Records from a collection

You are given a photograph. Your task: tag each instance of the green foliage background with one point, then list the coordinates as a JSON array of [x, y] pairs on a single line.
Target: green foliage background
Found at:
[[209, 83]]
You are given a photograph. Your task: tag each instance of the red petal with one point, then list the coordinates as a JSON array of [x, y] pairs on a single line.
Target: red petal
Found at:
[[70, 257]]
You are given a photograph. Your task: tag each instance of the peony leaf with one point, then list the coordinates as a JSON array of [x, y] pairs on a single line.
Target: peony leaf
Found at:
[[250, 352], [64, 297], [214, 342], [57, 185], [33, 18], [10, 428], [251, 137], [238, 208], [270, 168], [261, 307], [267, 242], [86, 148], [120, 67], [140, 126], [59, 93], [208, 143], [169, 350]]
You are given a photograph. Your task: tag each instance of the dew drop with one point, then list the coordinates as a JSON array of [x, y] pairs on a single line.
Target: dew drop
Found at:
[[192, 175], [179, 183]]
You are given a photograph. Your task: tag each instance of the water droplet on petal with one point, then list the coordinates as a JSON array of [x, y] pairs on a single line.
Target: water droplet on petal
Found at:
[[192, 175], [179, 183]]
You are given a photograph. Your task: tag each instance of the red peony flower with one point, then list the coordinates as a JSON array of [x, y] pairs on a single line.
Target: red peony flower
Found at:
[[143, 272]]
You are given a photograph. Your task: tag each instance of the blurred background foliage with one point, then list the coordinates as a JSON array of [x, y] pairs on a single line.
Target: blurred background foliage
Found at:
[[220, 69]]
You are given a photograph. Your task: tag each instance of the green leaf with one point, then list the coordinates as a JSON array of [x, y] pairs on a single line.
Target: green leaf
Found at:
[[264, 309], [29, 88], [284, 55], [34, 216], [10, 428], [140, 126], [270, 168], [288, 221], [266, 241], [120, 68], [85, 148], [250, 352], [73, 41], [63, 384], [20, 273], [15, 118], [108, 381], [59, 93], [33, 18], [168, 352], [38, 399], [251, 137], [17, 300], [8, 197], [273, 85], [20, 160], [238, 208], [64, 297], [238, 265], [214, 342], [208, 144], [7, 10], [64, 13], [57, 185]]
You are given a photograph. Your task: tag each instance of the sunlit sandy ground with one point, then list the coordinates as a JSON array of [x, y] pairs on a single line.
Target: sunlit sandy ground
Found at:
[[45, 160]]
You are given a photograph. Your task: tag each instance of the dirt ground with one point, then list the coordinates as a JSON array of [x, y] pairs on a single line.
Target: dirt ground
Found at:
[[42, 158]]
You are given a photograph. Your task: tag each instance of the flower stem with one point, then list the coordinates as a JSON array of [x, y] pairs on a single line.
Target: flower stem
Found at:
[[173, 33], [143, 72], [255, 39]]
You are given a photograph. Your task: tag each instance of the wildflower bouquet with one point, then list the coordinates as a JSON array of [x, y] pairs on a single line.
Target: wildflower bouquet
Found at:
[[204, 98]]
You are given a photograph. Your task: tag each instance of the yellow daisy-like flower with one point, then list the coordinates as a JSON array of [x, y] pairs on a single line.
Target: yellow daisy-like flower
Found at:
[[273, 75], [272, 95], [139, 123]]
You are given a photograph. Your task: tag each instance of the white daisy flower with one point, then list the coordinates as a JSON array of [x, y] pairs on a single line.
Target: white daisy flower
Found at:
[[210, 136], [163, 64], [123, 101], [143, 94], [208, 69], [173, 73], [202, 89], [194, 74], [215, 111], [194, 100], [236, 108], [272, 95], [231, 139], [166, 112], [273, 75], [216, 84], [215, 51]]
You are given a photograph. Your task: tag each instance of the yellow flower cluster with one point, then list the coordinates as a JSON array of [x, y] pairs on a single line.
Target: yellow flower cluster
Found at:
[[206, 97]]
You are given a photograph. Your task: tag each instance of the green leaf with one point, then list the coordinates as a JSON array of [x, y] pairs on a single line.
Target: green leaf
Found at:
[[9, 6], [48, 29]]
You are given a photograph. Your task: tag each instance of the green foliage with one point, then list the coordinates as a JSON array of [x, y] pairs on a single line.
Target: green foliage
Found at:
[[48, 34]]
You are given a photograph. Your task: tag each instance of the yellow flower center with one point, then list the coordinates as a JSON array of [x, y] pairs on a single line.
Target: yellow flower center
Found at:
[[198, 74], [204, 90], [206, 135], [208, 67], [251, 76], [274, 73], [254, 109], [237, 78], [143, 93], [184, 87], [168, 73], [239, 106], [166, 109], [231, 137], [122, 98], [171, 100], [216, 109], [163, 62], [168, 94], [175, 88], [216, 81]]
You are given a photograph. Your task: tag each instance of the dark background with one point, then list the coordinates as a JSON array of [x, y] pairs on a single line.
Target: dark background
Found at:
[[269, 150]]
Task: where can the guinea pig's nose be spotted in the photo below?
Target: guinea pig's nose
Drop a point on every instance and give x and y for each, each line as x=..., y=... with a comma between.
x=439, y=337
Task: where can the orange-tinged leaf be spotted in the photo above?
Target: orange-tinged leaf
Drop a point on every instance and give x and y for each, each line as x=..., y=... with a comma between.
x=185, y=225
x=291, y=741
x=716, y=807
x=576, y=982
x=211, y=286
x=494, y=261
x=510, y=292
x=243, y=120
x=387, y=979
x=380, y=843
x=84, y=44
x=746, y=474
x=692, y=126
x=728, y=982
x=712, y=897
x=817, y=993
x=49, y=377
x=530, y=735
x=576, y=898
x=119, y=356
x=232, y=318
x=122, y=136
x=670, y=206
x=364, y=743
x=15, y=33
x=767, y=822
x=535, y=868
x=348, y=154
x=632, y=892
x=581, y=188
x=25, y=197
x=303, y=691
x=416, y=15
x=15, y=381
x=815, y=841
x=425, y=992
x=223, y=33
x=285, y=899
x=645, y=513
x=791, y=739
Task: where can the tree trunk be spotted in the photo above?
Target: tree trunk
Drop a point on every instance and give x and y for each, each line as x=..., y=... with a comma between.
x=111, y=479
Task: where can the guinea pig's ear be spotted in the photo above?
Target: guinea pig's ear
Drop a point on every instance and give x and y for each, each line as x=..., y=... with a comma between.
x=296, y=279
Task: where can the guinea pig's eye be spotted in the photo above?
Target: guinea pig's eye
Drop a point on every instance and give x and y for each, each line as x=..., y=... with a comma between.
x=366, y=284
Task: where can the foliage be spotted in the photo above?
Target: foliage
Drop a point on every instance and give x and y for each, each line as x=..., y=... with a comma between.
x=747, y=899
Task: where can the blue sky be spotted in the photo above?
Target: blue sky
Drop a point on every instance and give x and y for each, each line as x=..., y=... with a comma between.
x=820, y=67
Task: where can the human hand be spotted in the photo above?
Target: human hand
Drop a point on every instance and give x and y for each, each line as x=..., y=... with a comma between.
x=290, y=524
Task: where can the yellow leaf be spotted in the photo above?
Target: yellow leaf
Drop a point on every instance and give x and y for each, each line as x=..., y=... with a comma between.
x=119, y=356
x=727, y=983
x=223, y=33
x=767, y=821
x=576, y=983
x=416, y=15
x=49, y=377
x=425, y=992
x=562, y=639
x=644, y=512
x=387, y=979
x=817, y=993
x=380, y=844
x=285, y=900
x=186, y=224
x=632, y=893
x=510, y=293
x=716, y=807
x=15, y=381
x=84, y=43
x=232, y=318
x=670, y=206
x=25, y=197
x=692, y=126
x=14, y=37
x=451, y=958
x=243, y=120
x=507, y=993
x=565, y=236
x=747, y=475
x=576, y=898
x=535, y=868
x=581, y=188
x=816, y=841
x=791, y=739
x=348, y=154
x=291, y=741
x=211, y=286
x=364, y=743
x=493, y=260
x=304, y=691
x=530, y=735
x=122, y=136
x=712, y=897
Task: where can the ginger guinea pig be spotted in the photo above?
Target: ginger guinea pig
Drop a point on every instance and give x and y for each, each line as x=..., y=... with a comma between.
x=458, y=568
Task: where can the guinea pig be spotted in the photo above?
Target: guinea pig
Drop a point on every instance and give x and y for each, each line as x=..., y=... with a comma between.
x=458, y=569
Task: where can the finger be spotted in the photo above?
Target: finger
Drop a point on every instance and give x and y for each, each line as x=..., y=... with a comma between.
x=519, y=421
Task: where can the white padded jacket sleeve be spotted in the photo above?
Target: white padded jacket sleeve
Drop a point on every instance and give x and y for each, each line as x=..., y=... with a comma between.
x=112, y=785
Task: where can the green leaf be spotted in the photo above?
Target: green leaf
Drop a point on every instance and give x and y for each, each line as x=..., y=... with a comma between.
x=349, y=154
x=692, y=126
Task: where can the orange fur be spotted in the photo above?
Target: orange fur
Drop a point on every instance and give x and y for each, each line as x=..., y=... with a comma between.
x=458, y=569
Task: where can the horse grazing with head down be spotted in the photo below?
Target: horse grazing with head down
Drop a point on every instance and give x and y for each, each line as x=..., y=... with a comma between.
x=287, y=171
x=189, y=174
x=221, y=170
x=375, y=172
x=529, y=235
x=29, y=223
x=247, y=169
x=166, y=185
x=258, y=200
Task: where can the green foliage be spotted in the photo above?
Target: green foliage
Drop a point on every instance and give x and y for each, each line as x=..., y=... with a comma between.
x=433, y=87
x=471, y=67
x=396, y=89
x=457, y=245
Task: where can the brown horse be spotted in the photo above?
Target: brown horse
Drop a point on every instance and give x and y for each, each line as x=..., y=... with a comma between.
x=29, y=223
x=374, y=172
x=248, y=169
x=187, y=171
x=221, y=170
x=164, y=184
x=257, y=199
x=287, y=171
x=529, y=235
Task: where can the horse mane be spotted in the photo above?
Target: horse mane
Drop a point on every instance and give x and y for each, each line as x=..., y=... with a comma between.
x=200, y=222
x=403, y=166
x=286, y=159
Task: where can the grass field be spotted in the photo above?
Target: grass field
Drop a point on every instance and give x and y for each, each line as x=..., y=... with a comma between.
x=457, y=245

» **Assigned task**: Counting only lines that hold "human", report how many there are in the records above, as a bare number.

» **Solution to this problem**: 2